■ PASSAGE PROVIDED:

::::::::::

Code Monkey home page Code Monkey logo

Comments (8)

jan-wassenberg avatar jan-wassenberg commented on August 15, 2024

Hi,

Can I take just one simple SIMD routine and convert it to hwy leaving the rest as is?

Yes, that works. You can even temporarily mix Highway and __m128 in the same function: on x86, the native vector type is accessible as hwy_vec.raw. Note that this will not work on all platforms (eg RVV), but it may be helpful while porting.

I set the -mavx2

I'd strongly recommend avoiding that once you've included Hwy. That flag allows the compiler to generate avx2 code elsewhere (even if you didn't ask for it via intrinsics/Highway), which can cause crashes.
Instead, HWY_BEFORE_NAMESPACE gives subsequent code permission to use AVX2 as if the flag had been set, but that stops at HWY_AFTER_NAMESPACE. Alternatively, you can prefix functions with HWY_ATTR for the same effect, but that has to be done for each caller into which the function is inlined.

I went through the docs, but I couldn't find a simple enough example.

Does the "Loops, memory" slide help?
This translates into LoadU, Mul() or operator*, and StoreU.

from highway.

boxerab avatar boxerab commented on August 15, 2024

@jan-wassenberg thanks! I got my first simple function working - much much nicer experience than what I was using previously, which was a set of macros wrapping x86 intrinsics.

::::::::::

[Bounding-box records]
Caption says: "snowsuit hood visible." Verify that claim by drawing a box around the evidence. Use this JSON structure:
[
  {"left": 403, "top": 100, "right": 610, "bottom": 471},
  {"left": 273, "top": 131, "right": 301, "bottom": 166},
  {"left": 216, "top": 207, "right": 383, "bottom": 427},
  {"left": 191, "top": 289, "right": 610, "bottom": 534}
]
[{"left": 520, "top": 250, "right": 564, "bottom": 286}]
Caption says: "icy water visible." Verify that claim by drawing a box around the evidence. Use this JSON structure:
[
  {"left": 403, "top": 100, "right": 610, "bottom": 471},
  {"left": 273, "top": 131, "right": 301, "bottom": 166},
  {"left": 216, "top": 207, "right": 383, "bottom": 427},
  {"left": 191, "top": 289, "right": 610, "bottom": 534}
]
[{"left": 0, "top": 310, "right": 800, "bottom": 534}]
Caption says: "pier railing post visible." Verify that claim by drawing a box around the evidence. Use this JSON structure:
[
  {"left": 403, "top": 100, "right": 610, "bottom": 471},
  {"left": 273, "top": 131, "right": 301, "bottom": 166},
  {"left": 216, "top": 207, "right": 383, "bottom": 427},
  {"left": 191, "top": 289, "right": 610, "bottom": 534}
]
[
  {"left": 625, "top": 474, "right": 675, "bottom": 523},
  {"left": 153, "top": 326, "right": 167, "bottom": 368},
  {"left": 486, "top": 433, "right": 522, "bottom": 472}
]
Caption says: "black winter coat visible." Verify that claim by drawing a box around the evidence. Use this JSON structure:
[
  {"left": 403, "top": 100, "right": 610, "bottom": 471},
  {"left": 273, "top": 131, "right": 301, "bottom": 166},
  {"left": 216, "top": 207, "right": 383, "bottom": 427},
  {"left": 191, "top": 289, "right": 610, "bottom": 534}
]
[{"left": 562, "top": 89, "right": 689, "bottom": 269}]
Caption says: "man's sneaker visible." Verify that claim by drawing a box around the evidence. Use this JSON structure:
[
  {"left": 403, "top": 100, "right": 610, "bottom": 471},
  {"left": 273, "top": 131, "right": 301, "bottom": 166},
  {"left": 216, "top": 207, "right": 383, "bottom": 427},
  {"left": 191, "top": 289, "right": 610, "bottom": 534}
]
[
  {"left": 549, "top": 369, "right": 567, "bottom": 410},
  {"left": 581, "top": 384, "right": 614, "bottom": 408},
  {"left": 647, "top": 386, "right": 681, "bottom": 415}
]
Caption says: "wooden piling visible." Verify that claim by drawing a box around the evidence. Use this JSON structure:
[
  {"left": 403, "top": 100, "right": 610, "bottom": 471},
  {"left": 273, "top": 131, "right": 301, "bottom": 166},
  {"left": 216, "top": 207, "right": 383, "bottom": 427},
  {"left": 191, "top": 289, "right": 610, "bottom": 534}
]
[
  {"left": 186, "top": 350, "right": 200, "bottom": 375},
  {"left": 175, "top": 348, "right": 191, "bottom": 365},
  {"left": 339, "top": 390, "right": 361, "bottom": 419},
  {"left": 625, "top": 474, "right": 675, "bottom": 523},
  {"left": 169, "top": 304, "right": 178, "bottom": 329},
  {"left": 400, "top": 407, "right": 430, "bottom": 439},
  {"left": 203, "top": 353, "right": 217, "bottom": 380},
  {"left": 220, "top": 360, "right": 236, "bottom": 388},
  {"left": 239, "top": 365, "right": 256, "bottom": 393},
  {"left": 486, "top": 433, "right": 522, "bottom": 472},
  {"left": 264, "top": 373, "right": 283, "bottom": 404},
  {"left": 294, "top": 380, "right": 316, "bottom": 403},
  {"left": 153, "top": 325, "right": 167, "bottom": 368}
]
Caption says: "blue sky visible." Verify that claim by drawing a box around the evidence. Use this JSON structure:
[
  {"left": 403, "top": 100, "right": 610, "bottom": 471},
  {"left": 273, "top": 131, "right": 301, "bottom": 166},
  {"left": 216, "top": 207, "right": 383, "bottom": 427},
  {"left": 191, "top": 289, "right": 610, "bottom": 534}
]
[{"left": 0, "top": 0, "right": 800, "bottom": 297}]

::::::::::

■ TASKS TO CARRY OUT:
1) According to the Highway forum thread, how can the native vector type be accessed on x86?
2) Continue the Highway forum thread past its last comment.
None of this concerns the records.

■ THE RESPONSES:
1) As hwy_vec.raw.

2)
from highway.

boxerab avatar boxerab commented on August 15, 2024

This is my lambda to do RGB -> YUV conversion:

HWY_BEFORE_NAMESPACE();
auto compressor = [index, chunkSize, chan0, chan1, chan2]() {
	uint64_t begin = (uint64_t)index * chunkSize;
	const HWY_FULL(int32_t) d;
	for(auto j = begin; j < begin + chunkSize; j += Lanes(d))
	{
		auto r = Load(d,chan0+j);
		auto g = Load(d,chan1+j);
		auto b = Load(d,chan2+j);
		auto y = ShiftRight<2>((g+g) + b + r);
		auto u = b-g;
		auto v = r-g;
		Store(y,d,chan0+j);
		Store(u,d,chan1+j);
		Store(v,d,chan2+j);
	}
	return 0;
};
HWY_AFTER_NAMESPACE();

from highway.

jan-wassenberg avatar jan-wassenberg commented on August 15, 2024

@boxerab glad to hear it, thanks for sharing!

Oh, interesting that BEFORE_NAMESPACE works in a function - it's intended to be at namespace scope. For lambdas, you could instead put a HWY_ATTR between "()" and {.

from highway.

boxerab avatar boxerab commented on August 15, 2024

@jan-wassenberg thanks!. Unfortunately, doesn't look like AVX2 is being enabled. When I printf the number of lanes , I get 1.

Btw, Highway is linked to my main project as a static library. Side question: how does Highway tell the compiler to use avx2 commands for a specific method ?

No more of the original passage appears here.